Texte fourni —
Et puis surtout, Moyen Père avait eu le culot extrême de foutre un merdier épouvantable en 68, de lancer des pavés pleins de crachats dans la soupe qu’il allait touiller comme un seul homme un quart de siècle plus tard. Le dernier pavé à peine lancé, il savait déjà que ce serait bientôt les liasses de mille qui se mettraient à pleuvoir. Une jeunesse irresponsable, hystérique, réfractaire jusqu’à l’absurde, n’avait pas reçu ses factures naturelles : désocialisation, sous-jobs, accoutumances plus ou moins destructrices.
Plus d’une décennie à faire du hors-piste avant de passer le dernier obstacle et de gagner la course, sans se prendre un sapin, ni une crevasse, ni une avalanche sur le coin de la gueule. L’argent du beurre et la laitière en string dans une baignoire de crème.
Il ne faut pas forcément chercher plus loin le côté mécaniquement contestataire des enfants de Mai 68 : le bastringue de Papa a créé une véritable jurisprudence en matière de « droit à la révolte », qu’on peut invoquer et user même quand on n’a à combattre que des ennemis virtuels sur Second Life. Désormais, tout ce qui est jeune est considéré automatiquement « de gauche », à commencer par les porte-parole de la jeunesse elle-même.
Voici donc Moyen Junior qui sort de l’adolescence avec devant lui un vrai circuit de grand huit : à la fois agité et confortable, délicieusement effrayant et sans danger. Il saute dans le wagonnet, avec en tête les photos de l’époque où son vieux avait fait de même. Il va s’en mettre jusqu’aux yeux. Il anticipe déjà les virages, les pirouettes, l’estomac qui tressaute, la gravité déglinguée, et la belle trinité goinfrée/biture/partouze qu’il va s’offrir quand ce défoulement sera fini. Mais au premier looping, on l’informe que les ceintures de sécurité sont en mousse et que le pilote est en vacances. Du coup le voyage lui paraît de suite moins émoustillant. Tu penses ! Pas de garantie d’arriver en un seul morceau, voire un risque réel d’y laisser des molaires et du cartilage.

Objectif A —
Énumérez les « factures naturelles » que, d'après le texte fourni, la jeunesse de 68 n'avait pas reçues.
Objectif B —
Reproduisez à l'identique le passage du texte fourni qui va de « Il ne faut pas » à « la jeunesse elle-même. ».
Objectif C —
Selon le texte fourni, qu'est-ce qui est désormais considéré automatiquement « de gauche » ?

Liste des entrées —
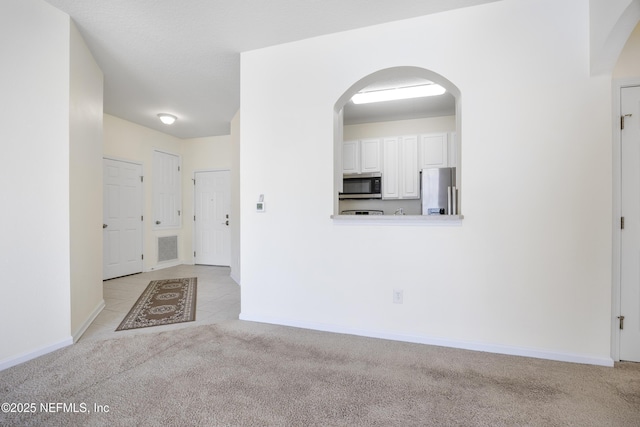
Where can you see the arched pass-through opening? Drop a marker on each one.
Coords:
(373, 82)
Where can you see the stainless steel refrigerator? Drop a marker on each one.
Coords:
(439, 194)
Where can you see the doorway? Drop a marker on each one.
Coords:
(212, 237)
(628, 313)
(122, 218)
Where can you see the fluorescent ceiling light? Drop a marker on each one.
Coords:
(167, 119)
(398, 93)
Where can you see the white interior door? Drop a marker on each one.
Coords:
(211, 221)
(122, 218)
(630, 234)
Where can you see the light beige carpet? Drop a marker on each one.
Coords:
(249, 374)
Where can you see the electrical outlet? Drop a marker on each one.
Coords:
(397, 296)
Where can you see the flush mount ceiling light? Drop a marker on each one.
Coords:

Réponse finale A —
- désocialisation
- sous-jobs
- accoutumances plus ou moins destructrices

Réponse finale B —
Il ne faut pas forcément chercher plus loin le côté mécaniquement contestataire des enfants de Mai 68 : le bastringue de Papa a créé une véritable jurisprudence en matière de « droit à la révolte », qu’on peut invoquer et user même quand on n’a à combattre que des ennemis virtuels sur Second Life. Désormais, tout ce qui est jeune est considéré automatiquement « de gauche », à commencer par les porte-parole de la jeunesse elle-même.

Réponse finale C —
Tout ce qui est jeune.